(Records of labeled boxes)

****************************************

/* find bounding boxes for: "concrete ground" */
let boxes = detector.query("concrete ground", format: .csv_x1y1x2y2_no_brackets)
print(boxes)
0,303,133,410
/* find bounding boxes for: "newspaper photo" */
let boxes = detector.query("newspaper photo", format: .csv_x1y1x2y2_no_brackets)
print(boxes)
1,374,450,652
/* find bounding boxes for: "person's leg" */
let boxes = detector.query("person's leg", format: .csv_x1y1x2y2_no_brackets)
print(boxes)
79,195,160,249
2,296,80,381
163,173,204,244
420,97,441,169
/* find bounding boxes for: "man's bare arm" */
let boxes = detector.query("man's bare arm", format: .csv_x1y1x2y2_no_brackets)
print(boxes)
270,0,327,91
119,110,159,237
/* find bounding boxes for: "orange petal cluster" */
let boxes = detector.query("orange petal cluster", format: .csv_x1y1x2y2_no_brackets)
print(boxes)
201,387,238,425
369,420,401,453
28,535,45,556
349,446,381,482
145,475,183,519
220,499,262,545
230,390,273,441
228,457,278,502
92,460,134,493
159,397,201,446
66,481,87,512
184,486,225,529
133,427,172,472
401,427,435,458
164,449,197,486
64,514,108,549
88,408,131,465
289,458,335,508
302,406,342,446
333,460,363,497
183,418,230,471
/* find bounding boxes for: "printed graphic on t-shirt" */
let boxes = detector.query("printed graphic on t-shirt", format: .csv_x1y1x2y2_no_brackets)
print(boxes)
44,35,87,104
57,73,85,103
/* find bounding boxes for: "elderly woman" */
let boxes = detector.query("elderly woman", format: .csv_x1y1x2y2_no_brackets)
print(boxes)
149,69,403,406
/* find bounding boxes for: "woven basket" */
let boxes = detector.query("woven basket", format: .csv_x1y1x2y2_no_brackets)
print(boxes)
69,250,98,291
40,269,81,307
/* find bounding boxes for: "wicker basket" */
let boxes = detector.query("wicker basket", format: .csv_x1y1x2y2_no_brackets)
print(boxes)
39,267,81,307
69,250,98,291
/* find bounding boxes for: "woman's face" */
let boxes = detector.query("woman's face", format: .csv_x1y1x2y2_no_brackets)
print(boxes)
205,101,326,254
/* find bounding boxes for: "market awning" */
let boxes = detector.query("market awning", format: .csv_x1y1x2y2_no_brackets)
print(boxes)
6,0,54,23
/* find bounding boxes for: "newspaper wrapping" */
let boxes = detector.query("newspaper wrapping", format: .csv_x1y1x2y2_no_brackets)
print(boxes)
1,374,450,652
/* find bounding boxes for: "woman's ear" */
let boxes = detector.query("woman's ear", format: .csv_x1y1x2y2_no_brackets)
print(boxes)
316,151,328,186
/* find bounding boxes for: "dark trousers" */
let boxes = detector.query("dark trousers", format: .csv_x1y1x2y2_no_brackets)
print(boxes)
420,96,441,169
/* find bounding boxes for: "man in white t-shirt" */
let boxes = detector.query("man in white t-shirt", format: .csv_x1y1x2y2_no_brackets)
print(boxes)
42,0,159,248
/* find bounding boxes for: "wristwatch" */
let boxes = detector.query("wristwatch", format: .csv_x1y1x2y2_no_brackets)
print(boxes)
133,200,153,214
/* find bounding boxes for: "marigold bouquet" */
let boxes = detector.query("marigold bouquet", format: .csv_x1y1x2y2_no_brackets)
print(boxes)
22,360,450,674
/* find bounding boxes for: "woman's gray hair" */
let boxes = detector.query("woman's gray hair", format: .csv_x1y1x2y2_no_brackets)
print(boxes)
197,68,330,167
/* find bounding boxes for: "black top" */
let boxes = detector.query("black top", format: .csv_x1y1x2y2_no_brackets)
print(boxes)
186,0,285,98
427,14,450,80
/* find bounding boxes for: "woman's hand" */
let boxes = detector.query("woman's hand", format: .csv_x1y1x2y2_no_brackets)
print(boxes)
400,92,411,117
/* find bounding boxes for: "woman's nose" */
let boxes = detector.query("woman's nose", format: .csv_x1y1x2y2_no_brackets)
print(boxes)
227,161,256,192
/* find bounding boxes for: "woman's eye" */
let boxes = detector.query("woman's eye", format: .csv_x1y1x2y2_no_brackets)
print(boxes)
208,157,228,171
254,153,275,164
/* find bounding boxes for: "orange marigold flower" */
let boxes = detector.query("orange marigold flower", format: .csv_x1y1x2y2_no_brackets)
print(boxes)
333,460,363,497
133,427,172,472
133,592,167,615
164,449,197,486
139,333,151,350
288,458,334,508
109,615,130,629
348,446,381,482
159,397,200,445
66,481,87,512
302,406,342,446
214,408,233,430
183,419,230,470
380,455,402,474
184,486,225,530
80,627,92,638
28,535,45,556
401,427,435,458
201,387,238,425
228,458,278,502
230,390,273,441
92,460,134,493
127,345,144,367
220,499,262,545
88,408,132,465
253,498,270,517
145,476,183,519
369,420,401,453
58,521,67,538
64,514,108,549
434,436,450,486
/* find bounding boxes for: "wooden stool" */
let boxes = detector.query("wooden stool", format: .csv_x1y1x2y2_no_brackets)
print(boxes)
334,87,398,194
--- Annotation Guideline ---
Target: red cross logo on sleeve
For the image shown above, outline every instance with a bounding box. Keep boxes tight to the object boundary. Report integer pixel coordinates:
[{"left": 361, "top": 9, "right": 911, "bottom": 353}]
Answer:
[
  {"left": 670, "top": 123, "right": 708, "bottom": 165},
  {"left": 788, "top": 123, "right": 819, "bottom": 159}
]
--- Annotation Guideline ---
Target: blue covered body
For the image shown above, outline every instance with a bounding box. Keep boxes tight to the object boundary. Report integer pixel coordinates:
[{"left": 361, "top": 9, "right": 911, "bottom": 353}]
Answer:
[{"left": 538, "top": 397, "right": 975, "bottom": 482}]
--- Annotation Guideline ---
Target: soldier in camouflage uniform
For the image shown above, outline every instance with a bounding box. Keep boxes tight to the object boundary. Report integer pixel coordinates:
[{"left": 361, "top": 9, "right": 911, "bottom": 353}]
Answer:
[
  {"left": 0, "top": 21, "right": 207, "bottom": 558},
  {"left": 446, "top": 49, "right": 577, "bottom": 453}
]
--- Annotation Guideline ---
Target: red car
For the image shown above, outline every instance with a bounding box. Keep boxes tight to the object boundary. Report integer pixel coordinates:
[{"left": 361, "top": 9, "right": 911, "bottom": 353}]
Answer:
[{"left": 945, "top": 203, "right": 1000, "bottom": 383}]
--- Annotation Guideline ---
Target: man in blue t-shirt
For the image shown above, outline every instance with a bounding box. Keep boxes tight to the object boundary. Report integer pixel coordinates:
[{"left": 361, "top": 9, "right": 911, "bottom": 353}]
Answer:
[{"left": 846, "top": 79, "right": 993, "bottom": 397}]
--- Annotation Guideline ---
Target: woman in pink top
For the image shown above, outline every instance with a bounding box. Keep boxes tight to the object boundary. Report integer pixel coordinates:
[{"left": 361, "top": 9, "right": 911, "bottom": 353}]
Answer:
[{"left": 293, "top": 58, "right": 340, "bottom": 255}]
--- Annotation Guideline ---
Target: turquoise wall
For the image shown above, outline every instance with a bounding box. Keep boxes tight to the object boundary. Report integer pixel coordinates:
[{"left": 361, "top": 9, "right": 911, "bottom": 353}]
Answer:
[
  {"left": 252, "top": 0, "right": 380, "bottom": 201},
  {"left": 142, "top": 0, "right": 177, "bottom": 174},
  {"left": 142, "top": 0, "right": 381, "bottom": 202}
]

****************************************

▸ Task instructions
Pick out every line above that contains the string "graphic", with matching case, and copy each one.

▸ Response for this exercise
/* find bounding boxes for: "printed graphic on t-shirt" */
let boxes = detector.query("printed graphic on t-shirt", format: .csv_x1y1x2y2_no_brackets)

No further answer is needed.